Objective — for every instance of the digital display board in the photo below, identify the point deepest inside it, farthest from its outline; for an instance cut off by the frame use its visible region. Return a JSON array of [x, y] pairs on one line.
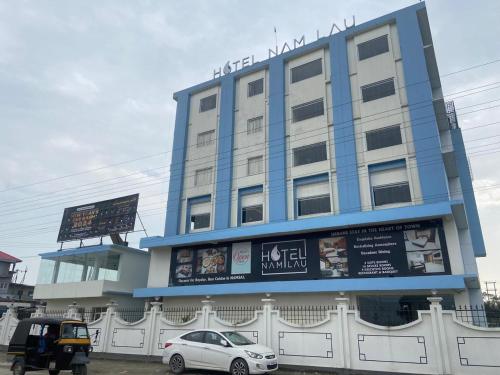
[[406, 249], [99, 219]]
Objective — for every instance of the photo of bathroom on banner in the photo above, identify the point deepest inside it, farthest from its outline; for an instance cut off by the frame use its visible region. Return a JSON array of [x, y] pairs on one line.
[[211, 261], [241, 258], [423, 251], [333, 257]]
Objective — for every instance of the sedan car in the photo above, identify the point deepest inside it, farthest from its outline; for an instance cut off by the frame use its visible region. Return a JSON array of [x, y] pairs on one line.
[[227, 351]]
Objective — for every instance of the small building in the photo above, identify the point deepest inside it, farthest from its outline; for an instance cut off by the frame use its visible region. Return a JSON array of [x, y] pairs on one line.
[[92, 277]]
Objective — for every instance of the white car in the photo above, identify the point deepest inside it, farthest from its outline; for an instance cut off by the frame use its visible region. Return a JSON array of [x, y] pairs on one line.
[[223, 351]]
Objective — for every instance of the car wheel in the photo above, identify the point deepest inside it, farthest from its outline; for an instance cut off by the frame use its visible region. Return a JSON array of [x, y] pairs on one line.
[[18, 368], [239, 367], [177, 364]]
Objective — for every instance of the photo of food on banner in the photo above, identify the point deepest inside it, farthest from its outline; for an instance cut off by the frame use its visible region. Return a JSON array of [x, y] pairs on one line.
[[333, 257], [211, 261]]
▬▬▬
■ Goal of the exercise
Reproduce the items starting with the line that contains "Objective — for every instance of the sedan" and going on through the line that contains "[[18, 368], [239, 367], [177, 364]]", both included, and only those. Keep each request unchanged, and scale every x and y point coordinate in the answers by 0.7, rounding to whole numbers with halves going up.

■ Written solution
Objective — for every instance of the sedan car in the photo above, identify the point deepest inside it, farthest from its outline; for an instance cut off by the frame use its visible region. Return a JSON array of [x, y] pairs on one line.
[[159, 246]]
Objective — for every instance of the small building in the photo above, identify the point deepest inside it, farthest from its outline; for an instance cut off by the frame use its visible region. Return a JSON array of [x, y] pairs on one line.
[[64, 194]]
Objective — for every instance of the white car in the photo above, identify the point deepest inside it, farthest from its outline; for an instance cut off by the frame use its visible region. Return a JSON array of [x, y] pairs on one line.
[[156, 246]]
Objective — for every instance of the car wheel in the photo above, identify the point deepest inside it, farthest from its outline; for an instance cut off by the frame use its visible region. Return a JSON array of [x, y] pairs on one line.
[[13, 258], [167, 257], [124, 255]]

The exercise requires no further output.